[[ Data section open ]]

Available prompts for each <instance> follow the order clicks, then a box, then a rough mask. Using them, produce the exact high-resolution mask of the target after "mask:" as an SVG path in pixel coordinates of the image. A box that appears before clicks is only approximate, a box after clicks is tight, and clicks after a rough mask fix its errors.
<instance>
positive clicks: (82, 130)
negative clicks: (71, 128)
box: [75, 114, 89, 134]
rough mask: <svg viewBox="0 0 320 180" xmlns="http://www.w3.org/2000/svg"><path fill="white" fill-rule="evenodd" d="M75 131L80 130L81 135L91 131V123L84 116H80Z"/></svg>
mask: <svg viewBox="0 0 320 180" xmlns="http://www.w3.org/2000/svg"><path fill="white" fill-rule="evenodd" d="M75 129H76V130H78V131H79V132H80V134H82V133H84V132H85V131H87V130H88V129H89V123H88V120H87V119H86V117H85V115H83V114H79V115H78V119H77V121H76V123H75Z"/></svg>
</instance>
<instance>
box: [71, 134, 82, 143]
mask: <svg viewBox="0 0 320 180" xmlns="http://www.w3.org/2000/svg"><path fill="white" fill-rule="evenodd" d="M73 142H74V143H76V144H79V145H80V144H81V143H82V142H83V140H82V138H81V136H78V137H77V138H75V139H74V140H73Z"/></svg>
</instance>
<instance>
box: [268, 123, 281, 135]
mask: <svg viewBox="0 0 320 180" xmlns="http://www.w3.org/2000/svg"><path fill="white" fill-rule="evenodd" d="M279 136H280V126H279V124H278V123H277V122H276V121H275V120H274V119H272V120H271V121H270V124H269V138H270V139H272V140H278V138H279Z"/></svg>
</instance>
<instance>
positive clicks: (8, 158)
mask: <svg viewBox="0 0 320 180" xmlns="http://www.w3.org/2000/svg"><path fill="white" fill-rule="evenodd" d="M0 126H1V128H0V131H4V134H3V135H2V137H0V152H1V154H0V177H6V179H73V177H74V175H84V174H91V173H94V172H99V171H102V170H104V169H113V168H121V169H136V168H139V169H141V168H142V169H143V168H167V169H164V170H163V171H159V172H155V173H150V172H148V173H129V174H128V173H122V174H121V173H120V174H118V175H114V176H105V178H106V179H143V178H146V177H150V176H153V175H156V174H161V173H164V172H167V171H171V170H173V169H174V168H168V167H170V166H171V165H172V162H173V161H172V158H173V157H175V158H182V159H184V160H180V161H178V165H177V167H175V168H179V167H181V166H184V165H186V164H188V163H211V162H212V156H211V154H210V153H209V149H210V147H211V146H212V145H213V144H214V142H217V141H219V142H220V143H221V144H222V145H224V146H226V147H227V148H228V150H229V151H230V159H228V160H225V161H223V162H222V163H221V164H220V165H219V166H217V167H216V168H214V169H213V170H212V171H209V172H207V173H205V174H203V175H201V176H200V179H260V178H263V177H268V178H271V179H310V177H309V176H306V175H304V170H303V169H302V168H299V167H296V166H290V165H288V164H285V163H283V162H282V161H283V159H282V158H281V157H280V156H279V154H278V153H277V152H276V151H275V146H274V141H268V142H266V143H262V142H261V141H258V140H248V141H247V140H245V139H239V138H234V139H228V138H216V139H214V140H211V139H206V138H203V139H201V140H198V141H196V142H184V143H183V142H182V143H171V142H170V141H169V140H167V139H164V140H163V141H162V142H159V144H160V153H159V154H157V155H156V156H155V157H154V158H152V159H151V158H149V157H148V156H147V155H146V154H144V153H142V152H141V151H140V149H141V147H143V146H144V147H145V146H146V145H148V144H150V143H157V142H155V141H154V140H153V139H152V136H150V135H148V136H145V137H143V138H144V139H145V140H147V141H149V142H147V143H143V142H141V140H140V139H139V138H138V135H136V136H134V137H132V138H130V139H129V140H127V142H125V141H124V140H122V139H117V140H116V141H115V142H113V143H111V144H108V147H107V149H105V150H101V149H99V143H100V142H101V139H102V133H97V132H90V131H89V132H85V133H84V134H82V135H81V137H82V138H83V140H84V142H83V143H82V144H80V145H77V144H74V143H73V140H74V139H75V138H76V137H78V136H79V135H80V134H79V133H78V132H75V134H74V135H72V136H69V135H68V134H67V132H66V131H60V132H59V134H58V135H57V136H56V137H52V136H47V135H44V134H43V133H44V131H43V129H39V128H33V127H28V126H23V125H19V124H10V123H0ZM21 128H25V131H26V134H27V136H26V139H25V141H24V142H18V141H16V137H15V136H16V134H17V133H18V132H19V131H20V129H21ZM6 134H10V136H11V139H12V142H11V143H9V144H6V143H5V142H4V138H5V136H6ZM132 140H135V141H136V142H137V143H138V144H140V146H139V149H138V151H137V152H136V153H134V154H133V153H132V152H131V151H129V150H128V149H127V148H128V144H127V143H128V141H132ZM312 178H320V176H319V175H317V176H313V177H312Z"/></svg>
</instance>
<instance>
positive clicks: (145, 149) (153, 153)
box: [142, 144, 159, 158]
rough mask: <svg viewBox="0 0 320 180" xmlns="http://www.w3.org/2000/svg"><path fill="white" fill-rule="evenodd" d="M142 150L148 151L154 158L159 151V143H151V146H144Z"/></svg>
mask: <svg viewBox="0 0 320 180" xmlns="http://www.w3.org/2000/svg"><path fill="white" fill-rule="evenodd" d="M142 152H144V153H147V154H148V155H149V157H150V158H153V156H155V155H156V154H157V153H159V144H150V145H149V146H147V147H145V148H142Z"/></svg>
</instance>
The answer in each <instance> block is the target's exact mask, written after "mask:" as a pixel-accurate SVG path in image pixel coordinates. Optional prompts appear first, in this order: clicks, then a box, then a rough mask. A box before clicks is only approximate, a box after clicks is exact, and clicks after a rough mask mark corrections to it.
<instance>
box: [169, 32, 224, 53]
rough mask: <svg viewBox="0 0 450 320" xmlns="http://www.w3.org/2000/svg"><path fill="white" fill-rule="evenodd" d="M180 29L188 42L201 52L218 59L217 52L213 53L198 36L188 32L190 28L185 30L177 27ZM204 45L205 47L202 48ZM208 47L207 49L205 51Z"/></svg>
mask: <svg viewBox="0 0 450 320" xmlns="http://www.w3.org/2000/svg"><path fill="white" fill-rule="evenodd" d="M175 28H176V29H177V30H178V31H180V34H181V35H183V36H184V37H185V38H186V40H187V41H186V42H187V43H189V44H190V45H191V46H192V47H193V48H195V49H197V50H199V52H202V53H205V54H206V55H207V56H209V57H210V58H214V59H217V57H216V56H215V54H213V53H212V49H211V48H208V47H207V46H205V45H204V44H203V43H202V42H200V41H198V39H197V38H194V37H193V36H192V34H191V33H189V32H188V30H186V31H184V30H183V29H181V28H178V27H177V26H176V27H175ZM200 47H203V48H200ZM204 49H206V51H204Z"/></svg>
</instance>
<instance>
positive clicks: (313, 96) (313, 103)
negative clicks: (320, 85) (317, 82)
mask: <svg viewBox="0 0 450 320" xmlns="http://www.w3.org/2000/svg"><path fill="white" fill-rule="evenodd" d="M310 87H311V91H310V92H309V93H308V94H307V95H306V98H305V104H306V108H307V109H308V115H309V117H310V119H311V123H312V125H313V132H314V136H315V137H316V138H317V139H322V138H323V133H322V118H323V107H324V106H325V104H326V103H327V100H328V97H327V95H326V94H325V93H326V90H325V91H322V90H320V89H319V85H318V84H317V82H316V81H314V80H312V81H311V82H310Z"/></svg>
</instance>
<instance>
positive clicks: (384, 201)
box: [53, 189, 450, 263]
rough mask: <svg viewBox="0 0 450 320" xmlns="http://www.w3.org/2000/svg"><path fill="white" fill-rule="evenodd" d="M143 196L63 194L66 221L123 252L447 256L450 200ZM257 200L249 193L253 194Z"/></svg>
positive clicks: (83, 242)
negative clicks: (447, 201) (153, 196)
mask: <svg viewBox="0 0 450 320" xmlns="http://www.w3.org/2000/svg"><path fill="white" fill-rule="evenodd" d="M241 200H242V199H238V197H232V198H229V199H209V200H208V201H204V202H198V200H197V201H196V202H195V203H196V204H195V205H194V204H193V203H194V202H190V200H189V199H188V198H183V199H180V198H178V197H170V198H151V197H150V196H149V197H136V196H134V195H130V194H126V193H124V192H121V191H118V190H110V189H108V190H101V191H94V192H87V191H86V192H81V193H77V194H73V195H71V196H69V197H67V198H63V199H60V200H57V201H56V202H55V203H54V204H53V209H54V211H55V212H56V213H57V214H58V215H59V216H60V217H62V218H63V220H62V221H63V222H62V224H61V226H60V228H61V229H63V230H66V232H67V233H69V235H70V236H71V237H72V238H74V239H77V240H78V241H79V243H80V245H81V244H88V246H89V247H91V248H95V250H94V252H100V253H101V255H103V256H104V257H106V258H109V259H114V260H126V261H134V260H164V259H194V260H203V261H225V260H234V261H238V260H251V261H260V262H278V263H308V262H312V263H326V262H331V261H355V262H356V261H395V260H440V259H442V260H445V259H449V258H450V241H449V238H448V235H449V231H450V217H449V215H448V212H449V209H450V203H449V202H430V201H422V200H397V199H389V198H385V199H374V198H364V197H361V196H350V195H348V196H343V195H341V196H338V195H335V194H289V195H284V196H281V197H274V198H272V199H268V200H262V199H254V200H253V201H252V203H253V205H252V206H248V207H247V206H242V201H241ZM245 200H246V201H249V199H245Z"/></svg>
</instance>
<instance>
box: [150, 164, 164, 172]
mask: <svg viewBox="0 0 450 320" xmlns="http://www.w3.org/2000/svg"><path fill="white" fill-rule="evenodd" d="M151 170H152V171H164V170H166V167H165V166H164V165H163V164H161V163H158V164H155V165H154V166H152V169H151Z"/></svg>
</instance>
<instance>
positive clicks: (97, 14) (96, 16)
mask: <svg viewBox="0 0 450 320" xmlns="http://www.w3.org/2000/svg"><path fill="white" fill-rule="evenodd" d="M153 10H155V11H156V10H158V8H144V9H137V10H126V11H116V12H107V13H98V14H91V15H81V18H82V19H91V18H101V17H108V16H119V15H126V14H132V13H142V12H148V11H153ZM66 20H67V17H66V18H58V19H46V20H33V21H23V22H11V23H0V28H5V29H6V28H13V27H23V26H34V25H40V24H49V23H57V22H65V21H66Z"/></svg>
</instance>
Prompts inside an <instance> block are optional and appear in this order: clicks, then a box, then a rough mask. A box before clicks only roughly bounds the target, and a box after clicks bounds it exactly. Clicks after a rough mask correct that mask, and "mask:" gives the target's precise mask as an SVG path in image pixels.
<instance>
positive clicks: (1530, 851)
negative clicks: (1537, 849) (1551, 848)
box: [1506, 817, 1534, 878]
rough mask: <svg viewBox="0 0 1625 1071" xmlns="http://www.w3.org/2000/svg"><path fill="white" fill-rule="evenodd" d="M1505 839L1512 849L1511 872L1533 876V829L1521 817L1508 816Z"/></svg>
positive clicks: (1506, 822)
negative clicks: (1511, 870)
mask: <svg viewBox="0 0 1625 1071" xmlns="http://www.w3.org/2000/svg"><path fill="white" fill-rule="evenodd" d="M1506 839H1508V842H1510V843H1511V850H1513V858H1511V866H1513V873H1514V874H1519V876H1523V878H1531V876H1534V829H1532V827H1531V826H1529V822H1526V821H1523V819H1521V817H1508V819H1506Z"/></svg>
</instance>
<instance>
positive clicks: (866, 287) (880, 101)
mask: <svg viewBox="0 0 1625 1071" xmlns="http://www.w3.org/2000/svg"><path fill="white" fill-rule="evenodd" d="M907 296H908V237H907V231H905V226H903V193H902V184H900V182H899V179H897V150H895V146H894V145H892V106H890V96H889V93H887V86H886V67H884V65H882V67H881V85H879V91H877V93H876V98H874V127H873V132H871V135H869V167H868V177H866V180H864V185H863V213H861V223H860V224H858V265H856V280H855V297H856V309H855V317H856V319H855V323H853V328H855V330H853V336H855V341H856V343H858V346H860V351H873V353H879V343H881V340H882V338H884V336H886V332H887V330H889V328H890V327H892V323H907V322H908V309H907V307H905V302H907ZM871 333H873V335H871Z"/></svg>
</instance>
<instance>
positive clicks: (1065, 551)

[[ Data section closed ]]

- _The problem_
Copy back the listing above exactly, but only from the line with "196L63 194L66 221L123" through the line with "positive clicks: (83, 242)", both ends included.

- _Result of this exercise_
rough mask: <svg viewBox="0 0 450 320" xmlns="http://www.w3.org/2000/svg"><path fill="white" fill-rule="evenodd" d="M143 196L63 194L66 221L123 252L447 256L450 200ZM257 200L249 193L253 194Z"/></svg>
positive clicks: (83, 242)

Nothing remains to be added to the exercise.